**DOCUMENT TEXT**
# # #

When your child takes their first steps it's such a joyful moment, but it makes you wonder if your home is fully child proofed. Every year, more children are falling down stair cases and it's causing brain injuries in these children and doctors feel that parents need to make a stronger effort in protecting their children around staircases.
According to research published in the journal of Pediatrics, between 1999 and 2008, approximately 932,000 children were treated for stair-related injuries. Approximately 3 percent of those children were treated for concussions and hemorrhages in the brain. Most of the injuries resulted in the head and neck area, including bumps, bruises, cuts, scrapes, or a fractured thigh or arm.
In addition, the greatest number of injuries was in patients who were one years old, and more than half were male. Children at this age are exploring and don't have a sense of what is dangerous or what they may need to be careful of. According to Dr. Gary A. Smith, study author and director of the Center for Injury Research and Policy at Nationwide Children's Hospital in Columbus, Ohio, "The staggering statistic is that we continue to see a child, on average, every six minutes in this country rushed to a hospital emergency department with a stair-related injury."
Injuries can occur when a child is being carried by a parent or caregiver and they fall down the stairs and other less frequent accidents happen with baby walkers or strollers.
To prevent injuries related to staircase falls, researchers recommend:
- If it's feasible, install two handrails -- one on each side of the staircase.
- Use hard-mounted baby gates at the top of stairs and use the pressure-mounted gates at the bottom of the stairs.
- Keep your stairs clear of debris and toys and make sure that it is easy to see each step.
Bottom line is to keep your children safe around staircases because the injuries could have long lasting effects, including brain injury.

# # #

**SUPPLIED INFORMATION**
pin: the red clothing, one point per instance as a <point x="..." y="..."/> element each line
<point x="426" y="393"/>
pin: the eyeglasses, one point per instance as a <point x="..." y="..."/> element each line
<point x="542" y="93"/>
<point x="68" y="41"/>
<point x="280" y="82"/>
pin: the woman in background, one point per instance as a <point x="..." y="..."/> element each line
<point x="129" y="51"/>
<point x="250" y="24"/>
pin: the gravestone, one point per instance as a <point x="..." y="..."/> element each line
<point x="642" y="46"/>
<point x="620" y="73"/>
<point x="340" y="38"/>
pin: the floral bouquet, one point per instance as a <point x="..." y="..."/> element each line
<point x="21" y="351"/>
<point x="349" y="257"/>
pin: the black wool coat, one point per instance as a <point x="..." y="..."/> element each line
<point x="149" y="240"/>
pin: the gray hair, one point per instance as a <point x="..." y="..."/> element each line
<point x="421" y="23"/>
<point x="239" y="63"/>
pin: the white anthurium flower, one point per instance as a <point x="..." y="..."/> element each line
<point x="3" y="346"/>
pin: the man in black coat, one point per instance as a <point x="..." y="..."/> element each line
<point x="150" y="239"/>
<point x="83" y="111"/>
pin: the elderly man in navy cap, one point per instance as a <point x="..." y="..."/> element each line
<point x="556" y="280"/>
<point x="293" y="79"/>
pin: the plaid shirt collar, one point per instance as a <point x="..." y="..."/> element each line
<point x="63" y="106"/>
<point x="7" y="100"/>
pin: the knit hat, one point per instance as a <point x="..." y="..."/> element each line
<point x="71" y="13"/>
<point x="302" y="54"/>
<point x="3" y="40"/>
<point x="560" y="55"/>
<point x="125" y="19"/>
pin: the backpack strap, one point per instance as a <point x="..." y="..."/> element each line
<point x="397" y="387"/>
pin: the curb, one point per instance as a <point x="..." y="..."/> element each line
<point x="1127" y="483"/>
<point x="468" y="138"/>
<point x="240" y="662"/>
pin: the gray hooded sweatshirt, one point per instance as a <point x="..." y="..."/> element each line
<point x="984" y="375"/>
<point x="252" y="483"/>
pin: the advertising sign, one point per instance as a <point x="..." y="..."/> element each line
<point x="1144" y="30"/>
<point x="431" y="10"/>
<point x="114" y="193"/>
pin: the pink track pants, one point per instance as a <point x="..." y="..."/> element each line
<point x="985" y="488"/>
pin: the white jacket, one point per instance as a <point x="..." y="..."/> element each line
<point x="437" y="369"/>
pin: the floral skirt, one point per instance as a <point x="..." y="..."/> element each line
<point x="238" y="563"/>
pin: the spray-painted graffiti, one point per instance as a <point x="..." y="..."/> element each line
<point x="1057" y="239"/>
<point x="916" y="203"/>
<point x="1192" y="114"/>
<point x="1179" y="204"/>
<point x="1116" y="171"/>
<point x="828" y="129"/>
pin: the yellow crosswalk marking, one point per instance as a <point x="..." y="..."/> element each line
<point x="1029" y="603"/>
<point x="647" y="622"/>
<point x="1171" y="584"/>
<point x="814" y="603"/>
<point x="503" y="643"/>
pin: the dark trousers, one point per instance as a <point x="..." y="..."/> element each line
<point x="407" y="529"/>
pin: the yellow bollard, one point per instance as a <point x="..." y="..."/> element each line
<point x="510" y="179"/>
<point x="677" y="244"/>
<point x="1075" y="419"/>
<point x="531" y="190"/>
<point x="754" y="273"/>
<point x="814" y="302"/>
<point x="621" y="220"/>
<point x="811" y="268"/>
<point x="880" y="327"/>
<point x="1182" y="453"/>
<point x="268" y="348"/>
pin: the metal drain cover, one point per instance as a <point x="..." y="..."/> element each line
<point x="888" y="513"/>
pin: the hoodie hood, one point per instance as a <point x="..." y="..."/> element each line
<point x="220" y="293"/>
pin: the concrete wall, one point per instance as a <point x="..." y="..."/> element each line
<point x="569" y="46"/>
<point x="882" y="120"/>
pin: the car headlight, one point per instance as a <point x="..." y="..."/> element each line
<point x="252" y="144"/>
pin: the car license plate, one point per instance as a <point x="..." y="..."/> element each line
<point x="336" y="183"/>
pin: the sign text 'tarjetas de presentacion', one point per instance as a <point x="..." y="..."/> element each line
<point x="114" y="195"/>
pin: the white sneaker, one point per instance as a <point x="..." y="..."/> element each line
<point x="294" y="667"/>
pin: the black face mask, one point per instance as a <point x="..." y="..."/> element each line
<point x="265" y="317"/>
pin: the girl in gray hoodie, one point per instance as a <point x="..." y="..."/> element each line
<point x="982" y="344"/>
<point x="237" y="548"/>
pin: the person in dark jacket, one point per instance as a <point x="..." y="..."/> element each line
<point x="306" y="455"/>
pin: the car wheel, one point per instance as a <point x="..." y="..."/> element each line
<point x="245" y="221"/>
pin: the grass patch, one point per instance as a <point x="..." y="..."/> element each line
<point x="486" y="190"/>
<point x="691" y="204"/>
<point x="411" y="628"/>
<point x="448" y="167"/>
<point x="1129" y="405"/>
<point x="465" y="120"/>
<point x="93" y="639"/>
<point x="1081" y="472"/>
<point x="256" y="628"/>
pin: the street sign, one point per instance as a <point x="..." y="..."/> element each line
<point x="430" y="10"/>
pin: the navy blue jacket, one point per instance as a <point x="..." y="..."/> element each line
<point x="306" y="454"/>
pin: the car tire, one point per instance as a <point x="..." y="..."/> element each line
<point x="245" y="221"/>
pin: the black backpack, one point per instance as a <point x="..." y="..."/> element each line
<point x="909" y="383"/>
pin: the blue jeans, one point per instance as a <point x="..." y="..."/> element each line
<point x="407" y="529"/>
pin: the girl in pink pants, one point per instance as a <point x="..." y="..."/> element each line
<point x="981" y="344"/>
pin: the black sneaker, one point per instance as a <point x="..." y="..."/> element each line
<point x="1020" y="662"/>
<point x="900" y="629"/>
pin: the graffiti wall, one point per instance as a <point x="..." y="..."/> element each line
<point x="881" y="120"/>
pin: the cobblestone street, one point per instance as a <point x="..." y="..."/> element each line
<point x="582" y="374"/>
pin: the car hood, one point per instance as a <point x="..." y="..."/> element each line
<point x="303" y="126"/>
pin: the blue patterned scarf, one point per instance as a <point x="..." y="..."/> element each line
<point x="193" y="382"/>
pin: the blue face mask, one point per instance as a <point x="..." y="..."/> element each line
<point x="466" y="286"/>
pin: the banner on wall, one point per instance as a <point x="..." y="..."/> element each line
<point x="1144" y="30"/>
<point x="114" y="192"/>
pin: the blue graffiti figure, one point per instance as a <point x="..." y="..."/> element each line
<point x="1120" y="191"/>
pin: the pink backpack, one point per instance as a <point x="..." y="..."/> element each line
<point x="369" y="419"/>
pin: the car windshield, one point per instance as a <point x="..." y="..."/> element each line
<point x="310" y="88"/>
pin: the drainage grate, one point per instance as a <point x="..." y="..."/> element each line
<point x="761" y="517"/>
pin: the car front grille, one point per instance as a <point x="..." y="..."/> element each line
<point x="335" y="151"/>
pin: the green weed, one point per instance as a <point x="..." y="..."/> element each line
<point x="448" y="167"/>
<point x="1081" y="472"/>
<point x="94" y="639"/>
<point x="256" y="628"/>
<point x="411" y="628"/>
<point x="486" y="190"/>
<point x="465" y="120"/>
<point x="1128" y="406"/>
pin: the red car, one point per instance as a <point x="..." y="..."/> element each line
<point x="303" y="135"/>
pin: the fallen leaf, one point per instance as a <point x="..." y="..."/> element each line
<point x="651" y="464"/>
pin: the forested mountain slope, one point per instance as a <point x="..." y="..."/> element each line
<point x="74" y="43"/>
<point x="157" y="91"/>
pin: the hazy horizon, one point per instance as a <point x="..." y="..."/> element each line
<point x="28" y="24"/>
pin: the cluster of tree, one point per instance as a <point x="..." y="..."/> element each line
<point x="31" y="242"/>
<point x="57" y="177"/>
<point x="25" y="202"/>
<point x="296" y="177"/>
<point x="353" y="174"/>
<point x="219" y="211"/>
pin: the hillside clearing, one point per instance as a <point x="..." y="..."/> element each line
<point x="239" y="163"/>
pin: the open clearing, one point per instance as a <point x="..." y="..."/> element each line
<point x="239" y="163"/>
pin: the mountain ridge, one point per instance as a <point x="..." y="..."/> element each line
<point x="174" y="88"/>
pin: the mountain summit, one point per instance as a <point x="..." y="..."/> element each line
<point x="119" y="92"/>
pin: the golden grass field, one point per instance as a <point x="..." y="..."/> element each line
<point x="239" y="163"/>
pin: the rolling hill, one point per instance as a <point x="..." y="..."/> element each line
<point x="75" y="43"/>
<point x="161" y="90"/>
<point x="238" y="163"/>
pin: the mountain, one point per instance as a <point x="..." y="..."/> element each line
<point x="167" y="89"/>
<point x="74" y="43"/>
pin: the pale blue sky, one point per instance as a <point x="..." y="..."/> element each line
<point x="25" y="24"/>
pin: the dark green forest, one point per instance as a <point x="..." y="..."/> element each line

# # #

**WHAT TO DO**
a. In the article on stair-related injuries, how often, on average, is a child rushed to a US hospital emergency department with a stair-related injury?
b. Quote the article on stair-related injuries between "- Use hard-mounted" and "including brain injury.", inclusive.

**SOLUTIONS BELOW**
a. Every six minutes.

b.
- Use hard-mounted baby gates at the top of stairs and use the pressure-mounted gates at the bottom of the stairs.
- Keep your stairs clear of debris and toys and make sure that it is easy to see each step.
Bottom line is to keep your children safe around staircases because the injuries could have long lasting effects, including brain injury.